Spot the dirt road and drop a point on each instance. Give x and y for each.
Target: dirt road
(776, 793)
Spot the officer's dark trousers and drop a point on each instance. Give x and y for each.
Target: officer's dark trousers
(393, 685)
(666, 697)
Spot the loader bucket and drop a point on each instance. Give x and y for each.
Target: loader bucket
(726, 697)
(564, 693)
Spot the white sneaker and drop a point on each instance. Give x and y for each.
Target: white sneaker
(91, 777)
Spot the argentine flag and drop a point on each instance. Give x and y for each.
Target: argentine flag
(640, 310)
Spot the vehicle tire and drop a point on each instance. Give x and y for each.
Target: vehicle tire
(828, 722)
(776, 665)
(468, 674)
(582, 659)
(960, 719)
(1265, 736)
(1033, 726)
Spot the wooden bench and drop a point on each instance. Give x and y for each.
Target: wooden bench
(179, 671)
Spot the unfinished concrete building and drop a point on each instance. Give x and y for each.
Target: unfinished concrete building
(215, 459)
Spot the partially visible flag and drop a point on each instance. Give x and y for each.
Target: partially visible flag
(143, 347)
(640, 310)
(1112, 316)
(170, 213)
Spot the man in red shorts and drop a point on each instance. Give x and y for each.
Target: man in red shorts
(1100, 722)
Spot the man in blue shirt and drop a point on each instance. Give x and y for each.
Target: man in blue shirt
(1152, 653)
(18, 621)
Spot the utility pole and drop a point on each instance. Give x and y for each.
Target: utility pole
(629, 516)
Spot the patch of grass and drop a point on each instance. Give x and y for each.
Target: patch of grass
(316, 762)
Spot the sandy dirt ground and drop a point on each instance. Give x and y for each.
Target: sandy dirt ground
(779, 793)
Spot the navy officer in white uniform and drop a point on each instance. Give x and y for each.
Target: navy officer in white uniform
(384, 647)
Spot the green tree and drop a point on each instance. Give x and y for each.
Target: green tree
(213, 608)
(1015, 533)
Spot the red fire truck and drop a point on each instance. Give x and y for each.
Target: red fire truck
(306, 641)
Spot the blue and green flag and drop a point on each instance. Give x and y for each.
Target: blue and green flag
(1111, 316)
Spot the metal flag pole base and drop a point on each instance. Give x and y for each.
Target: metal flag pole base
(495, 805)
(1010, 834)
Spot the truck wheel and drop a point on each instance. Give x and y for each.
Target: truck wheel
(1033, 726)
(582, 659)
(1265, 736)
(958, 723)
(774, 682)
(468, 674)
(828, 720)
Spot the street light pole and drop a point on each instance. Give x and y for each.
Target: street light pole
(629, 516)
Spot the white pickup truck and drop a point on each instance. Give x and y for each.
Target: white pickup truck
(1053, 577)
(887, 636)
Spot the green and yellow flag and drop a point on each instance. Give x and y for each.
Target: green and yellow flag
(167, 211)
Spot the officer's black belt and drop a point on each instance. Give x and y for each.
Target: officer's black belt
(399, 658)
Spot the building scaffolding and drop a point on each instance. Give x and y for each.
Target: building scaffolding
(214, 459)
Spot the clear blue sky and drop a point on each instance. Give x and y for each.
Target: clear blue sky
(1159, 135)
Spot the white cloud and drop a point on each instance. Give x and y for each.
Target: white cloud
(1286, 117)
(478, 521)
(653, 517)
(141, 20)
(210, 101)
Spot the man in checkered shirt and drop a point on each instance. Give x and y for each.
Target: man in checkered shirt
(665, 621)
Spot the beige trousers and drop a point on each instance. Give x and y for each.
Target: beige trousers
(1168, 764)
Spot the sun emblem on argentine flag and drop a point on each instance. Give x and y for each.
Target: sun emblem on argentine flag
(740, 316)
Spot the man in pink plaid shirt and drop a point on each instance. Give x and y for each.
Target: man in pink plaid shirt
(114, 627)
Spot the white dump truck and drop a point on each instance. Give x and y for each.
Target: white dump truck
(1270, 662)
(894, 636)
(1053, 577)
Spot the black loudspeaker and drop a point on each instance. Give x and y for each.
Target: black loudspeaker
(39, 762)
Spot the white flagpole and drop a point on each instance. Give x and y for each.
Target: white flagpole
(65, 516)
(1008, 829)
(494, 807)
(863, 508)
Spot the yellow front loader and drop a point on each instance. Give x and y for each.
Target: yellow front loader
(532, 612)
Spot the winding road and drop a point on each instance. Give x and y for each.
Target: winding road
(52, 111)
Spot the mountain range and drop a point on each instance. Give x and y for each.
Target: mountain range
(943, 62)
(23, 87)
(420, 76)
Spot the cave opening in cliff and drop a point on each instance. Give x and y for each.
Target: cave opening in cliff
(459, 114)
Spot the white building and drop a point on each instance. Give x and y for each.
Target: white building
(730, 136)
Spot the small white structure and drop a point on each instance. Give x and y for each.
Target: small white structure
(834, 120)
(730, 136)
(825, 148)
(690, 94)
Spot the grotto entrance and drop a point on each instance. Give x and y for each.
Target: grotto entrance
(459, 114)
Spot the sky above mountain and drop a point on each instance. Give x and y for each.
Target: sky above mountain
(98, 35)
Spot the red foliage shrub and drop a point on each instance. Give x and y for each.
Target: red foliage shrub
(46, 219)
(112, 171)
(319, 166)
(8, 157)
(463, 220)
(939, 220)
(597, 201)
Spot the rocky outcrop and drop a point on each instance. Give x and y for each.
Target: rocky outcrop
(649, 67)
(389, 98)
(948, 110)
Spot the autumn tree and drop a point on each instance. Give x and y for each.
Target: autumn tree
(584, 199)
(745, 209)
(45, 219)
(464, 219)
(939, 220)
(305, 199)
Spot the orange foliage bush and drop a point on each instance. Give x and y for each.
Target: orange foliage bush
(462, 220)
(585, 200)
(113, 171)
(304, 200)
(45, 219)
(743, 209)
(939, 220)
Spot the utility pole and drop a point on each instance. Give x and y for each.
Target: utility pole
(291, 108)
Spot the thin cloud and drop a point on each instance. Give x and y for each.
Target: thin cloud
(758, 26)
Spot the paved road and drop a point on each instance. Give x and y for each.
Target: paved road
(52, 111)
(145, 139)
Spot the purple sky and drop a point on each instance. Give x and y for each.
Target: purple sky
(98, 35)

——————————

# Work order
Would you return each entry exactly as it reads?

# Output of the task
Spot the dirt road and drop a point on each instance. Give x and y for each.
Target: dirt road
(776, 793)
Spot the officer's dark trousers and drop a point on each instance. Give x and y for each.
Target: officer's dark trousers
(393, 685)
(666, 697)
Spot the loader bucket and drop a point on each instance. Give x and y for each.
Target: loader bucket
(726, 697)
(564, 693)
Spot the white sneaker and drop a point on each instance. Give x and y for each.
Target: white sneaker
(91, 777)
Spot the argentine flag and drop a point on each instance. Give x and y for each.
Target: argentine flag
(640, 310)
Spot the vehicle tire and drop a point on each instance. Give x and y for each.
Target: vehicle tire
(828, 722)
(776, 665)
(468, 674)
(582, 659)
(960, 719)
(1265, 736)
(1033, 726)
Spot the wooden bench and drop a point on each instance. Give x and y for each.
Target: wooden bench
(179, 671)
Spot the unfinished concrete building and drop a point on each instance. Give x and y for each.
Target: unfinished concrete building
(215, 459)
Spot the partially visible flag and drop a point on each instance. Give x and y for each.
Target: partially visible flag
(143, 347)
(640, 310)
(1112, 316)
(170, 213)
Spot the man in red shorts and drop a point on each instance. Give x and y for each.
Target: man in red shorts
(1100, 722)
Spot the man in blue shirt and drop a point on each instance. Give x and y for each.
Target: man in blue shirt
(1152, 653)
(18, 621)
Spot the utility pole and drop a point on each instance. Give x and y for each.
Target: utility pole
(629, 516)
Spot the patch of grass and drop a point on each instance. Give x and y for each.
Target: patch of grass
(316, 762)
Spot the sandy dirt ground and drop a point on each instance. Give x and y for each.
Target: sandy dirt ground
(779, 793)
Spot the navy officer in white uniform and drop a point on each instance. Give x and y for each.
Target: navy officer in white uniform
(384, 647)
Spot the green tree and drop a point on each instance. Give x and y for each.
Target: green tree
(213, 608)
(1015, 533)
Spot the red fire truck and drop a point on each instance. Give x and y for each.
Target: red fire truck
(306, 641)
Spot the blue and green flag and drop a point on each instance. Give x and y for each.
Target: blue and green flag
(1111, 316)
Spot the metal flag pole base and drop a point on each instance. Give x and y for each.
Target: metal flag pole base
(495, 805)
(1010, 834)
Spot the truck wheel and drop a point on each instance. Give x and y for each.
Target: truck wheel
(1033, 726)
(582, 659)
(1265, 736)
(958, 723)
(774, 682)
(468, 674)
(828, 720)
Spot the street light pole and drop a point on each instance. Give x and y for each.
Target: street light pole
(629, 516)
Spot the white pickup truck and drop a point on each instance. Give x and y for each.
Target: white pickup truck
(1053, 577)
(887, 636)
Spot the green and yellow flag and drop a point on each instance. Give x and y for each.
Target: green and yellow flag
(167, 211)
Spot the officer's black belt and drop a point on each instance. Give x and y for each.
Target: officer's black belt
(399, 658)
Spot the building scaffolding and drop a point on each instance. Give x and y for each.
Target: building scaffolding
(214, 459)
Spot the clear blue sky and drop a point on each instance. Give x and y for each.
Target: clear blue sky
(1159, 135)
Spot the white cloud and drop a point on each instance. Give x and y for each.
Target: white cloud
(1286, 117)
(478, 521)
(653, 517)
(141, 20)
(210, 101)
Spot the man in checkered shirt and drop a point on each instance. Give x and y for each.
Target: man in checkered shirt
(665, 621)
Spot the beige trousers and drop a point on each instance. Give x and y for each.
Target: beige trousers
(1168, 764)
Spot the sun emblem on argentine flag and drop a point on each instance. Give x and y for each.
Target: sun emblem on argentine flag
(740, 316)
Spot the man in pink plaid shirt and drop a point on each instance. Give x and y for each.
Target: man in pink plaid shirt
(114, 627)
Spot the white dump truck and drop a point on each instance. Give x and y for each.
Target: white dump truck
(1270, 662)
(894, 636)
(1053, 577)
Spot the black loudspeaker and drop a point on each instance. Give x and y for each.
Target: black loudspeaker
(39, 762)
Spot the white flagpole and drop a point on each instance. Give x and y for each.
Target: white flagpole
(65, 516)
(1008, 829)
(494, 807)
(863, 508)
Spot the yellow front loader and drop a point on each instance. Give x and y for each.
Target: yellow front loader
(532, 612)
Spot the winding road and drop a point on each instance. Give x and y for each.
Target: winding road
(52, 111)
Spot the mountain range and drop a point on each instance. Give x and y for each.
Target: mountain range
(943, 62)
(23, 87)
(420, 76)
Spot the cave opening in cliff and drop a point on each instance. Give x and y for each.
Target: cave opening in cliff
(459, 114)
Spot the white building and drop a point on each instance. Give x and y for each.
Target: white building
(730, 136)
Spot the small white structure and drop a point on each instance. Give x and y for each.
Target: small white structure
(834, 120)
(730, 136)
(825, 148)
(690, 94)
Spot the grotto entrance and drop a point on each instance. Give x and y for each.
Target: grotto entrance
(459, 114)
Spot the sky above mountain and drop a point on each instance. Give x and y for each.
Target: sky above mountain
(98, 35)
Spot the red foliage shrub and drop a point on each instance. Give x and y for each.
Target: red foliage shrub
(46, 219)
(112, 171)
(319, 166)
(8, 157)
(463, 220)
(939, 220)
(597, 201)
Spot the rocky outcrop and drop a point on each instance. Give x and y for each.
Target: rocky outcrop
(649, 67)
(389, 98)
(948, 110)
Spot the autumn tree and drop a point on each instance. Give x and y for each.
Target: autumn tree
(584, 199)
(745, 209)
(45, 219)
(464, 219)
(939, 220)
(305, 199)
Spot the orange foliage bush and drop a point on each instance. Give x and y for each.
Target: orange foliage bush
(462, 220)
(585, 200)
(113, 171)
(304, 200)
(45, 219)
(743, 209)
(939, 220)
Spot the utility pole and drop a point on each instance. Give x and y for each.
Target: utility pole
(291, 108)
Spot the thin cloud and drop a point on each instance. Give x and y for each.
Target: thin cloud
(758, 26)
Spot the paved road and drop a point on each instance. Give x and y for each.
Target: paved road
(52, 111)
(145, 139)
Spot the purple sky and drop a point on each instance. Give x and y for each.
Target: purple sky
(98, 35)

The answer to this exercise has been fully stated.